» **What to do**
What do the lines say, reproduced word for word, from the first of the entries below through the line bearing "box: [267, 428, 321, 451]"?

------------------------------------------------------------------------

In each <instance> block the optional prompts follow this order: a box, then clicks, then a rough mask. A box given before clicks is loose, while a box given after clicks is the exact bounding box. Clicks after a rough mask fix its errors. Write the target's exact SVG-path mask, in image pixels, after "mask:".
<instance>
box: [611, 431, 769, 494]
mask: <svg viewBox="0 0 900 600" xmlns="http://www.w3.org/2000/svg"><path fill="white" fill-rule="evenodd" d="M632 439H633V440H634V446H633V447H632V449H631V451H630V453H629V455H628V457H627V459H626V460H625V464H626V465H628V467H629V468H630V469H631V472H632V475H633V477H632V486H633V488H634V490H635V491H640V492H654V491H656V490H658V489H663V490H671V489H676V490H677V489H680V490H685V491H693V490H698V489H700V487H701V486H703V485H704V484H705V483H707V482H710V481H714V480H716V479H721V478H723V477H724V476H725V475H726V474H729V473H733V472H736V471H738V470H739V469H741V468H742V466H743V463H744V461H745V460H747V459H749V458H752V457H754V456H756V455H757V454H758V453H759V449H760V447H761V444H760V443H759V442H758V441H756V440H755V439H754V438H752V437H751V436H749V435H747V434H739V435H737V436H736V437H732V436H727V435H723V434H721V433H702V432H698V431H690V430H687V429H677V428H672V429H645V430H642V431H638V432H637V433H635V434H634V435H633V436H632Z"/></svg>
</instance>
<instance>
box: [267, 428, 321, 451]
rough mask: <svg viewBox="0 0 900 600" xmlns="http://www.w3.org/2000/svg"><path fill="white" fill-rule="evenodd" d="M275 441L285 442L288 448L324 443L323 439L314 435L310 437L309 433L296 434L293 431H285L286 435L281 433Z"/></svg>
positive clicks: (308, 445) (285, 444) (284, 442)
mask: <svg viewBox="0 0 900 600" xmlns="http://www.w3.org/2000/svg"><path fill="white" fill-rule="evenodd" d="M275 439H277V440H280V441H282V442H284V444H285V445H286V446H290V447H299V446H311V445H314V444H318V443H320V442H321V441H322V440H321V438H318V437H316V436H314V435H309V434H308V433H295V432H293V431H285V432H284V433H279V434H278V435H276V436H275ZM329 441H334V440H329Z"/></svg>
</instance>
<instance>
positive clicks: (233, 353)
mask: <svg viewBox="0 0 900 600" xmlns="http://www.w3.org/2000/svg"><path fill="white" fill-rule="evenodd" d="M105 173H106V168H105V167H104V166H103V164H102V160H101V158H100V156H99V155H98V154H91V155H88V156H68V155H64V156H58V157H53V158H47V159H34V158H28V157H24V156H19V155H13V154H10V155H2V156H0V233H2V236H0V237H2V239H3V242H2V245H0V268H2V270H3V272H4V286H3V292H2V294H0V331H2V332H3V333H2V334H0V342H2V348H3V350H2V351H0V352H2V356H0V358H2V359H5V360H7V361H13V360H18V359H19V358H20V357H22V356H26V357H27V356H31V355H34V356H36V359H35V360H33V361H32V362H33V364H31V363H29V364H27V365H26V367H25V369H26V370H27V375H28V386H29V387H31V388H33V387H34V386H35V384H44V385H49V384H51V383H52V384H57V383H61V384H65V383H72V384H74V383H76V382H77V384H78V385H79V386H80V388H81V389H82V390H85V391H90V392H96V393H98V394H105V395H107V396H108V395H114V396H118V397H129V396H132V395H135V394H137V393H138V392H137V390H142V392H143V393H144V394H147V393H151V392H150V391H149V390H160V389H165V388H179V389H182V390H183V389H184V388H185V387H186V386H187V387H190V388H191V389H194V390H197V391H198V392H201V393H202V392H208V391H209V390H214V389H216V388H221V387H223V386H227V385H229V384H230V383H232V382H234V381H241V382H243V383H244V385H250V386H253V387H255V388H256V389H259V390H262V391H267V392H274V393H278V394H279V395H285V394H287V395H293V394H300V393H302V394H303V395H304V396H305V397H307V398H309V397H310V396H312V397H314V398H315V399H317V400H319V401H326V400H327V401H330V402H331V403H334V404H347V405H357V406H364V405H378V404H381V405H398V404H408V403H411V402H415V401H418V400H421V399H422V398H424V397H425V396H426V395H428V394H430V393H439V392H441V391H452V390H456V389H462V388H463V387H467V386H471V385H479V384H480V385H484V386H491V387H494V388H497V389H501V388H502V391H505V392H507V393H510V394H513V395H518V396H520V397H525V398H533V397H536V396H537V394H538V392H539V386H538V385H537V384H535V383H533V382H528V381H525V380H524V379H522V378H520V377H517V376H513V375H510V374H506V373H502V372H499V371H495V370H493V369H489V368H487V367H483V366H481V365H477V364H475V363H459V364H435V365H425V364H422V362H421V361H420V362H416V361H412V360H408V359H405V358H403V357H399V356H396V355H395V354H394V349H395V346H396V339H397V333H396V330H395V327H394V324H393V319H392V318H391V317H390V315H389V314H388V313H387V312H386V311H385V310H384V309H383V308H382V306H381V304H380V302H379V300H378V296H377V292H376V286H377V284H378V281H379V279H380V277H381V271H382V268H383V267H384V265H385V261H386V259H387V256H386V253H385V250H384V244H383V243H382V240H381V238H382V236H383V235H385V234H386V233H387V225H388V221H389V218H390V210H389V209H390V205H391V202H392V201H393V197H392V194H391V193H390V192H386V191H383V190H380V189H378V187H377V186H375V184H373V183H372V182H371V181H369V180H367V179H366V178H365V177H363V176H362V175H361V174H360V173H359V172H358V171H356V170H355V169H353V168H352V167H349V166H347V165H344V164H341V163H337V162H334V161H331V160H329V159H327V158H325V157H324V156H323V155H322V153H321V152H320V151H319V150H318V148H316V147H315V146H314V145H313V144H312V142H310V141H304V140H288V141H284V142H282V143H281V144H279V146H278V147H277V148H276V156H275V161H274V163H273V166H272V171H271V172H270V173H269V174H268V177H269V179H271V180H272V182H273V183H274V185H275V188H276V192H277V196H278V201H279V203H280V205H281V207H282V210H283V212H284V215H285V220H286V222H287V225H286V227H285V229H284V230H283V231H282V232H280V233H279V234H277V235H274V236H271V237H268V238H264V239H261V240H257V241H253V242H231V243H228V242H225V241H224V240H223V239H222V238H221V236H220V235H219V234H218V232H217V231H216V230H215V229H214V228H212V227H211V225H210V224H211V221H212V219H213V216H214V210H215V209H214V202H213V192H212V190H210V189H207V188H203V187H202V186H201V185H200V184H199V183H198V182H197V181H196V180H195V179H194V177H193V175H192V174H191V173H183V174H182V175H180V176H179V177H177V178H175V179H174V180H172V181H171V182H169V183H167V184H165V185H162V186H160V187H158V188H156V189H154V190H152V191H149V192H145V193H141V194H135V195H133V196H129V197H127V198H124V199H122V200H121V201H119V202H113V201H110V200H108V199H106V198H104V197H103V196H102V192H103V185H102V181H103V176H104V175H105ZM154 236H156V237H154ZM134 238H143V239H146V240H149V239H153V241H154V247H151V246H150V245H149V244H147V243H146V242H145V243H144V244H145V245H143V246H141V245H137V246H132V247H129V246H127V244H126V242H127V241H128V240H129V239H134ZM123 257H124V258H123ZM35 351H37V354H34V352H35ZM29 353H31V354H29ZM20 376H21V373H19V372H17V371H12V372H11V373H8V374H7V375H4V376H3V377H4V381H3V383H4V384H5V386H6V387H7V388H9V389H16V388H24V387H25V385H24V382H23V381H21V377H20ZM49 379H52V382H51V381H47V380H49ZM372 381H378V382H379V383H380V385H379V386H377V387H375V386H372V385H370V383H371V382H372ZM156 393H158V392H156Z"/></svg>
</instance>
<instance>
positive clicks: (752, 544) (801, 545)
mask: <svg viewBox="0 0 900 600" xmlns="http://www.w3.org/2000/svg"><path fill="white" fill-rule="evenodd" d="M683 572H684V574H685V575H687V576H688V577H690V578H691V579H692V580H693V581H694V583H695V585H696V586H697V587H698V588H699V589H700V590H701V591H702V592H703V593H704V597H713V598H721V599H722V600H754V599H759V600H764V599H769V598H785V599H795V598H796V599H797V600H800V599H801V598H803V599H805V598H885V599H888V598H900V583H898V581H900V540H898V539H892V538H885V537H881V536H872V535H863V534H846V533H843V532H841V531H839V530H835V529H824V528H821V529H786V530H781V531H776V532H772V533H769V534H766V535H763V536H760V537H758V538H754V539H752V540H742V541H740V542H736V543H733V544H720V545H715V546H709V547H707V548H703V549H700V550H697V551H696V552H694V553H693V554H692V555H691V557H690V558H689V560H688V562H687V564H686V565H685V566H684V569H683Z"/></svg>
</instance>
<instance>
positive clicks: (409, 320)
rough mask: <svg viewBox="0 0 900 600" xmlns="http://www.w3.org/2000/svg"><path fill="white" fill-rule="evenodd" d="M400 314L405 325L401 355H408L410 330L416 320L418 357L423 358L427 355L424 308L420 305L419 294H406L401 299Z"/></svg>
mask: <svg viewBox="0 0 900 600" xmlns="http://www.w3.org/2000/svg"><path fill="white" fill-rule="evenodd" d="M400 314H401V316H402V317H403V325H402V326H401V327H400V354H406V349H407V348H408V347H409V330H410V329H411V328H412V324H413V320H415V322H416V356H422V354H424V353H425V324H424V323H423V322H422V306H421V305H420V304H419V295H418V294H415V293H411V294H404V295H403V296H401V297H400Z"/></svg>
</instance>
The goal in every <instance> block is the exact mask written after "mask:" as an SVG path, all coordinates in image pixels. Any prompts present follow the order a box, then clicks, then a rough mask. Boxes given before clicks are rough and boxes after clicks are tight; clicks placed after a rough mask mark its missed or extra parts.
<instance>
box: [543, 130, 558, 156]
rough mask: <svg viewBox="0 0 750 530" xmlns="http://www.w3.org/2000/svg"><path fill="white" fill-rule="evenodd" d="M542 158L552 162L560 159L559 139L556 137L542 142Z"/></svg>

------------------------------------------------------------------------

» **Solved exercise**
In each <instance> block the optional prompts follow this order: a box, then clicks, then a rough mask. A box given before clicks is loose, while a box given after clicks is the exact bounding box. Clicks after a rough mask fix its errors. Write the target's exact SVG-path mask, in image pixels, after "mask:".
<instance>
box: [611, 431, 769, 494]
mask: <svg viewBox="0 0 900 600" xmlns="http://www.w3.org/2000/svg"><path fill="white" fill-rule="evenodd" d="M632 439H633V440H634V446H633V447H632V449H631V451H630V453H629V455H628V457H627V459H626V460H625V464H626V465H628V467H629V468H630V469H631V472H632V475H633V477H632V486H633V488H634V490H635V491H640V492H654V491H656V490H658V489H663V490H671V489H676V490H677V489H680V490H685V491H693V490H698V489H700V487H701V486H703V485H704V484H705V483H707V482H710V481H714V480H716V479H721V478H723V477H724V476H725V475H726V474H729V473H733V472H736V471H738V470H739V469H741V468H742V466H743V463H744V461H745V460H747V459H749V458H752V457H754V456H756V455H757V454H758V453H759V449H760V447H761V444H760V443H759V442H758V441H756V440H755V439H754V438H752V437H751V436H749V435H747V434H739V435H737V436H736V437H732V436H727V435H723V434H721V433H702V432H698V431H690V430H687V429H677V428H672V429H645V430H642V431H638V432H637V433H635V434H634V435H633V436H632Z"/></svg>
</instance>
<instance>
box: [267, 428, 321, 451]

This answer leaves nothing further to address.